• _TASK DETAILS_
Please repeat all of the listing exactly.

• _EXTRACTED ENTRIES_
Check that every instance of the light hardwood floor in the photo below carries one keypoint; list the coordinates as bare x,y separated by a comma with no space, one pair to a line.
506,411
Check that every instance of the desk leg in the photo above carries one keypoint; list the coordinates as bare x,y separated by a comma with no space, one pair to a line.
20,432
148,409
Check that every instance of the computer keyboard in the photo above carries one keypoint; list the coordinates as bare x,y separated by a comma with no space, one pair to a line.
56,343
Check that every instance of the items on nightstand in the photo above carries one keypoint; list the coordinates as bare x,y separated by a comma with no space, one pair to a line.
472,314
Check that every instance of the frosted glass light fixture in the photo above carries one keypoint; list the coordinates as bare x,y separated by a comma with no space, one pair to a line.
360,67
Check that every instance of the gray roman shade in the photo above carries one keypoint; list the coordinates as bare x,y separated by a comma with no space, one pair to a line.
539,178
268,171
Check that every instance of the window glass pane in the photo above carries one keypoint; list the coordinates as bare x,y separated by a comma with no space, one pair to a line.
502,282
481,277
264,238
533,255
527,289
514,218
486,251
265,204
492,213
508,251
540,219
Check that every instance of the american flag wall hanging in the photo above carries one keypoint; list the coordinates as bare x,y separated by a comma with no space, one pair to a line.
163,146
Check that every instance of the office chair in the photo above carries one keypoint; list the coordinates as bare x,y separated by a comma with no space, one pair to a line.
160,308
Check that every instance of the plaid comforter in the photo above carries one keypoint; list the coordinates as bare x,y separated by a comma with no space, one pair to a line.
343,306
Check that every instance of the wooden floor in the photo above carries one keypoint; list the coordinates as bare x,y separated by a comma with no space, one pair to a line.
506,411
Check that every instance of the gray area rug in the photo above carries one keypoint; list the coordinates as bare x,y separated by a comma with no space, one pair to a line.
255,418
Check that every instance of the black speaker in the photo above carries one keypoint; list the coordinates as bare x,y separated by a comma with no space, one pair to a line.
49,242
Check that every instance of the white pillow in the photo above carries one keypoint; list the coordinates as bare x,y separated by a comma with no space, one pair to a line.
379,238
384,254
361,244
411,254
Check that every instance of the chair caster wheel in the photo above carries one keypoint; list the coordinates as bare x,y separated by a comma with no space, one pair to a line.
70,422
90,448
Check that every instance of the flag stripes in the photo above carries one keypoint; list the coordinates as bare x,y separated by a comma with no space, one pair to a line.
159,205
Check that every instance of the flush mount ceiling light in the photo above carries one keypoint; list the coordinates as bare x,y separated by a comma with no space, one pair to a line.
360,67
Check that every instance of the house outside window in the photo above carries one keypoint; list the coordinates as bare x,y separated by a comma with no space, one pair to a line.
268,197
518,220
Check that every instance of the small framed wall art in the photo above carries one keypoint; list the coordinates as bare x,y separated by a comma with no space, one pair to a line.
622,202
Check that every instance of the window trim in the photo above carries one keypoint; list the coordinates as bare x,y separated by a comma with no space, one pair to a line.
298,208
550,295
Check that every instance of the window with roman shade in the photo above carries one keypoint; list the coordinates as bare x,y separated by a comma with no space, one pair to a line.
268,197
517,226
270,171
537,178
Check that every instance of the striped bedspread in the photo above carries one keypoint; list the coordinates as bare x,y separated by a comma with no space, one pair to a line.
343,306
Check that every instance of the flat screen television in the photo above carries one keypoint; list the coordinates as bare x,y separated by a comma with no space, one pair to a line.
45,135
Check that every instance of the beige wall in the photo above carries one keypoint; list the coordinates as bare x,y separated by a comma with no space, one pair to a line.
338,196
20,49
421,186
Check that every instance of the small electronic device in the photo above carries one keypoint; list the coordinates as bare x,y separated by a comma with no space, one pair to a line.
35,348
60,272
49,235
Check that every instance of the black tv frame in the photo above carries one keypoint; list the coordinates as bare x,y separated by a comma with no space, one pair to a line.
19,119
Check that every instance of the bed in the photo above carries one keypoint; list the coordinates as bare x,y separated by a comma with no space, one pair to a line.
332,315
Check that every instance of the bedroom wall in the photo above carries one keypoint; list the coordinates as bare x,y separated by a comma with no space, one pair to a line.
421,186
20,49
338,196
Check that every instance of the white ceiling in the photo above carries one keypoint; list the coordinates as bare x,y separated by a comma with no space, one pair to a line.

• _CORRECT RESPONSE_
Check that every instance of the light hardwood floor in the photo below carries one keypoint; list the coordinates as bare x,y separated by a comma with no space, one pair to a line.
506,411
Check that every instance of the desk leg in the photo above carries one keypoint; list the coordinates as bare x,y separated by a comma with no space, one pair to a line.
20,432
148,409
Check that every instance of the computer keyboard in the photo above carries one keypoint; list the coordinates as bare x,y separated by a comma with no space, one pair to a line.
56,343
Check that every instance of the items on nightstand in the photo above carries one keypoint; list the coordinates as bare x,y separated by a comma with no space, one pair to a line.
472,314
Check that every instance of the frosted glass light fixture in the photo above carries one keypoint; list the coordinates as bare x,y separated by a comma with no space, one pair to a line.
360,67
Check that every instance of the gray roman shade in the photo above carries one keypoint; list the coordinates as bare x,y separated by a comma with no space, one pair to a line.
539,178
268,171
Check that every instance of the window glass pane in the photo above carries one keypoint; list the coordinates as bare x,y separated by a comma with no space, one pair to a line.
502,282
481,277
264,238
533,255
527,289
514,218
486,251
265,204
492,213
508,251
540,219
Check that every instance of the american flag wall hanging in the photo above carries one keypoint; list the coordinates as bare x,y separated by a comma with no space, one pair to a line.
163,146
Check that every instance of the office chair in the photo above carries one keypoint; list the coordinates as bare x,y separated by a comma with no space, one pair to a line.
160,308
Check that every instance of the plaid comforter in the photo above carries one keypoint; list the coordinates as bare x,y separated by a comma with no space, one pair to a line.
343,306
Check that every instance of the wooden floor in the photo above carries one keypoint; list the coordinates as bare x,y separated by a comma with no space, one pair to a line.
506,411
Check that every instance of the gray area rug in the photo above carries one keypoint; list the coordinates as bare x,y separated by a comma with no space, one pair to a line.
255,418
Check that every instance of the black speaker in the photo above carries one keypoint; list the coordinates as bare x,y separated by a comma with no space, one pair to a line.
49,242
Check that every instance of the white pillow in the photo above carries one keypoint; list the coordinates as bare x,y separated by a comma with no space, one pair to a line.
379,238
384,254
361,244
411,254
Check that every instance of the chair caster wheel in the photo above carries one keypoint; list the coordinates as bare x,y separated by a comma with no space, one pair to a line.
70,422
90,448
Check that every instance of the flag stripes in the photo above carries one keypoint; list the coordinates as bare x,y separated by a comma with no space, one pair to a line.
159,205
Check that every instance of the flush mount ceiling light in the photo above carries one keypoint; list the coordinates as bare x,y separated by a comma with no space, one pair to a line.
360,67
Check that every instance of the house outside window in the photo above carries one keypoint; list the coordinates as bare x,y separated by a comma with no space, one pair to a line.
268,197
518,220
Check that every instance of the small framed wall art in the photo above carries one keypoint; list the coordinates as bare x,y separated by a comma with no space, one pair to a line.
622,202
Check that every instance of the window trim in the photo above carries one keypoint; list the coordinates as bare x,y separated by a comma with no space, one pair to a line.
298,208
550,295
Check that every instance of the window with roman shade in the photo above carries one keypoint; list the coordinates as bare x,y separated by a comma with no space, one pair to a line.
268,197
517,226
270,171
537,178
Check that every instance of the striped bedspread in the photo above carries one keypoint; list the coordinates as bare x,y separated by a comma with no space, one pair to a line.
343,306
Check that every instance of the flat screen television in the photo above carries one keypoint; list the coordinates as bare x,y separated by a comma with no space, one pair to a line.
45,135
Check that every instance of the beige wall in the photo above carries one keypoint; list the coordinates as bare x,y separated by a comma with no space, one pair to a line.
338,196
20,49
421,186
Check that every instance of the small electronic device in the photo above carries one keypoint; list the coordinates as bare x,y separated by a comma with no space, one pair to a line.
35,348
60,272
49,235
Check that every instance of the black tv frame in the photo above carries one keypoint; list the coordinates as bare x,y separated by a comma with no space, one pair to a line.
19,119
Check that every instance of the bed in the photo above carries one keypoint; list the coordinates as bare x,y separated by a comma with no space, one pair to a line.
332,315
Check that every instance of the bedroom wall in the photo above carries one keypoint; list the coordinates as bare x,y separated by a comma with no space, one pair to a line.
421,186
20,49
338,196
Check that every instance of the white ceiling in the photo above carries one keypoint; list the coordinates as bare x,y separated by a comma with no space, one pair to a line.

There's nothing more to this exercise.